*** Opening of Supplied text ***

A court in Pennsylvania this month ruled against a medical cannabis patient who had appealed a 2021 driving under the influence conviction.
The York Daily Record has the background on the case involving Franklin Dabney, a 29-year-old from Hanover, Pennsylvania who was arrested in 2020 after a Pennsylvania state trooper in an unmarked vehicle clocked him going 93 miles per hour in a 65 zone.
The trooper “noticed a ‘strong odor of raw marijuana’ coming from inside the vehicle,” the York Daily Record reported, prompting Dabney to “[take] out a medical marijuana card and [state] that the smell was probably originating from his clothes.”
“Law enforcement conducted a warrantless search of the vehicle, finding flakes of suspected marijuana near the center console and front-passenger seat as well as a shopping bag containing three baggies of weed,” the Daily Record reported. “Dabney, police said, had dilated and red eyes. He also showed signs of impairment during standard field sobriety tests. Police arrested Dabney and took him to Gettysburg Hospital, where a blood test revealed that he had active marijuana compounds and metabolites in his system. Prosecutors later agreed to exclude the weed found in his car from evidence and withdrew three of the charges against him.”
A little more than a year after the arrest, a Pennsylvania judge “found Dabney guilty of driving under the influence, careless driving, and speeding and sentenced him to six months’ probation, with 10 days on house arrest and handed down almost $1,115 in fines,” according to the Daily Record, which spurred the appeal.
Per the newspaper, Dabney and his attorneys contended that “that medical marijuana is not a Schedule 1 controlled substance in Pennsylvania and that law enforcement should be prohibited from charging and prosecuting him for two subsections of DUI,” and if it were, the DUI law would be in conflict with the state’s medical cannabis statute.
Last week, a panel of three judges in the Pennsylvania Superior Court rejected that argument.
In the ruling, Judge Deborah A. Kunselman, said that “medical marijuana remains a Schedule I controlled substance,” and that “no conflict exists between the [Medical Marijuana Act] and the Vehicle Code.”
“There is no need for ‘medical marijuana’ to be listed as a Schedule I controlled substance because medical marijuana is marijuana, specifically marijuana ‘for certified medical use,’” Kunselman wrote, adding that the Medical Marijuana Act “did not remove marijuana from the list of Schedule I controlled substances.”
Additionally, the panel rejected Dabney’s contention that the state trooper was wrong to conclude that there was probable cause to arrest him for DUI.
“We find no merit to this issue. Our Supreme Court has held that because of the MMA, ‘the odor of marijuana alone does not amount to probable cause to conduct a warrantless search of a vehicle but, rather, may be considered as a factor in examining the totality of the circumstances,” Kunselman wrote.
The case could have ripple effects for Pennsylvania’s more than 400,000 medical cannabis patients.
As the York Daily Record noted, the ruling “is precedential, which means that it has a binding effect on future cases in Pennsylvania,” and it remains unclear if Dabney will file another appeal.
“That’s certainly something we’re considering,” Dabney’s attorney, Christian DeFilippo, said, as quoted by the York Daily Record. “I want to let him take some time to make that decision.”

*** Close of Supplied text ***
*** Opening of Records supplied ***

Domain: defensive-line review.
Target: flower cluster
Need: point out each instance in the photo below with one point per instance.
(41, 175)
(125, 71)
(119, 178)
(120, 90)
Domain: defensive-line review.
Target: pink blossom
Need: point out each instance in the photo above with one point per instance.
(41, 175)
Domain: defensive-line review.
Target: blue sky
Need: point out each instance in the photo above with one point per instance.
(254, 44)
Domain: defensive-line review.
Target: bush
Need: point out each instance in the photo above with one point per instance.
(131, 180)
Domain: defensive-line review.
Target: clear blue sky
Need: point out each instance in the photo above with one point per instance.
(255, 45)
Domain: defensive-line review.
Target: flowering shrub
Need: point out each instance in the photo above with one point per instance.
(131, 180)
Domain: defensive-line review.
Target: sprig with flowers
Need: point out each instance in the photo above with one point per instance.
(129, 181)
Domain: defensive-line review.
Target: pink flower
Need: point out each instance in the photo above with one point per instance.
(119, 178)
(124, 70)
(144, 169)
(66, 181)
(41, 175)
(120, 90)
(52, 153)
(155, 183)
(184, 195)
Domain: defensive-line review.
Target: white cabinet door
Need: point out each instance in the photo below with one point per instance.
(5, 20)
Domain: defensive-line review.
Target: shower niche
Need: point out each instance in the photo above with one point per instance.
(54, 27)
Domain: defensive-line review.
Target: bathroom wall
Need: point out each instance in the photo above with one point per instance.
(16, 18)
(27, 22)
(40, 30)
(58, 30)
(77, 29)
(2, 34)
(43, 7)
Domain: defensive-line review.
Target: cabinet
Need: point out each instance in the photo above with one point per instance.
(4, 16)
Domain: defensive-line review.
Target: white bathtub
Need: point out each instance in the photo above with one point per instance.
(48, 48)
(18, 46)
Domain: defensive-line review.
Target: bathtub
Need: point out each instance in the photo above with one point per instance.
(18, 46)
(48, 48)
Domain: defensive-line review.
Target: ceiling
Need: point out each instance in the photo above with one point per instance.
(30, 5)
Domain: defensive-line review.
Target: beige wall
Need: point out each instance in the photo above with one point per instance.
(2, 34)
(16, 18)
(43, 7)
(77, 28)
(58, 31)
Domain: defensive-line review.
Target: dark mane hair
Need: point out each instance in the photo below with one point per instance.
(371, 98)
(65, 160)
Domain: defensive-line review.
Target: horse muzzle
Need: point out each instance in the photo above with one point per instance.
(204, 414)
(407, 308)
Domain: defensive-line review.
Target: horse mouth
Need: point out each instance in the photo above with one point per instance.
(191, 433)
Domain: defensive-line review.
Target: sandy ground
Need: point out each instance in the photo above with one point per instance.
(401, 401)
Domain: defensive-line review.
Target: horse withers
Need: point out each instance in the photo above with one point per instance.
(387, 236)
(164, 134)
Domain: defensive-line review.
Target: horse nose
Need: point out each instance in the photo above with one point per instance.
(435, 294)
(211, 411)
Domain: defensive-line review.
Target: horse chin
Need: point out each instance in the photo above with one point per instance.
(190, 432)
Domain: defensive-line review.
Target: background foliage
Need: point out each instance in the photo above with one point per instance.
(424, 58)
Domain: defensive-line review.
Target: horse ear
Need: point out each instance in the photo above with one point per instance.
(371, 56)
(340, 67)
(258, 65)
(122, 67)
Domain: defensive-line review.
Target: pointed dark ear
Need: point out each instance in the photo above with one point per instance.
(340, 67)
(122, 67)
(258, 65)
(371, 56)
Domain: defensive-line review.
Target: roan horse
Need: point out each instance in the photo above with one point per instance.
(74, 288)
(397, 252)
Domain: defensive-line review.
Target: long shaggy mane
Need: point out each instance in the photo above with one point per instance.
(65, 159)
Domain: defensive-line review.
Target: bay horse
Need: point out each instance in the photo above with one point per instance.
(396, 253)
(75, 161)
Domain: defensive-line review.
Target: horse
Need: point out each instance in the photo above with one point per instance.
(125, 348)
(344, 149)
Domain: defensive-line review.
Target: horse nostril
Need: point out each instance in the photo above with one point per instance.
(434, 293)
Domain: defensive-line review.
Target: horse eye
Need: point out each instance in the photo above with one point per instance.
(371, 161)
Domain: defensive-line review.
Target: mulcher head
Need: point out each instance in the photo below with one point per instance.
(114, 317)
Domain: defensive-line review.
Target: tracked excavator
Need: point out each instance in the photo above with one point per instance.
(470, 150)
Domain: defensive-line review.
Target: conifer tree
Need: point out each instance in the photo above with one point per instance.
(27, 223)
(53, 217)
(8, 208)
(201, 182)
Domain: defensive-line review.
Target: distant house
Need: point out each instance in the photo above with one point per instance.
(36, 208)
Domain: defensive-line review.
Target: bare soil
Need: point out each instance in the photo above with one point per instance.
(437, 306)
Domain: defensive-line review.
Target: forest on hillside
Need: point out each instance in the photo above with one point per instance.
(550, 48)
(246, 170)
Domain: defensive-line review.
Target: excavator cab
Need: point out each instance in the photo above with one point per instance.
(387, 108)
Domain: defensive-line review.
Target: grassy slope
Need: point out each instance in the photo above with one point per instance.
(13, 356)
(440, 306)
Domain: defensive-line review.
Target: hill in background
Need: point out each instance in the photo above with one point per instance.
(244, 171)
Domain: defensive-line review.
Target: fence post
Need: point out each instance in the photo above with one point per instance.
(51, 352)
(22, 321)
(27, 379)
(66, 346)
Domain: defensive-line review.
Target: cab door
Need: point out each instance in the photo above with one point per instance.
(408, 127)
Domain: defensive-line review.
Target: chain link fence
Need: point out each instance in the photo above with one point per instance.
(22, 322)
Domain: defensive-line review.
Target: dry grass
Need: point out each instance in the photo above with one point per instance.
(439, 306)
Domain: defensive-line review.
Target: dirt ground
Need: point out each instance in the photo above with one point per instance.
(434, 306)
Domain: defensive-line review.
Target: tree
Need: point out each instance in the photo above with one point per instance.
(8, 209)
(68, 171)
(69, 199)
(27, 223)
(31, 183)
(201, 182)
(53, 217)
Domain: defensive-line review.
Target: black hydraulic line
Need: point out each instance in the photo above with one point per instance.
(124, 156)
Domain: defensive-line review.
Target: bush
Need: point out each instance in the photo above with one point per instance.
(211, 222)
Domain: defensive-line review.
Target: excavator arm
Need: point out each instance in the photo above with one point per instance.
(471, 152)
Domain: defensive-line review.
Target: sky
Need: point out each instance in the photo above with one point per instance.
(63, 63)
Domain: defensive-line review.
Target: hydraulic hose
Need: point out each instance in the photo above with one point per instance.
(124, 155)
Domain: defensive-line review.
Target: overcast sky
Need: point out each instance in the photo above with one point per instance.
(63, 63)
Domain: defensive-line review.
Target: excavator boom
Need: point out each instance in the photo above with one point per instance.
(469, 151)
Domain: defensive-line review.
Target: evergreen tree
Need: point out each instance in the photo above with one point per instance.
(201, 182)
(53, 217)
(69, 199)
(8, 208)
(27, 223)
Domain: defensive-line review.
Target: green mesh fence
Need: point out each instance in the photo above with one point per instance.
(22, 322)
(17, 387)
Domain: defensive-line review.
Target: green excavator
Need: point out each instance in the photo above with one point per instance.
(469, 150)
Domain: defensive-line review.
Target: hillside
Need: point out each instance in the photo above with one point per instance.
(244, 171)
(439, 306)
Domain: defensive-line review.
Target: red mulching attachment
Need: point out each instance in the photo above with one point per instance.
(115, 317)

*** Close of Records supplied ***

Task requirements
Copy the section of the article on the medical cannabis DUI ruling starting at "A court in Pennsylvania" and ending at "in a 65 zone.". The rows are separate material and have no connection to the article.

Result of the task
A court in Pennsylvania this month ruled against a medical cannabis patient who had appealed a 2021 driving under the influence conviction.
The York Daily Record has the background on the case involving Franklin Dabney, a 29-year-old from Hanover, Pennsylvania who was arrested in 2020 after a Pennsylvania state trooper in an unmarked vehicle clocked him going 93 miles per hour in a 65 zone.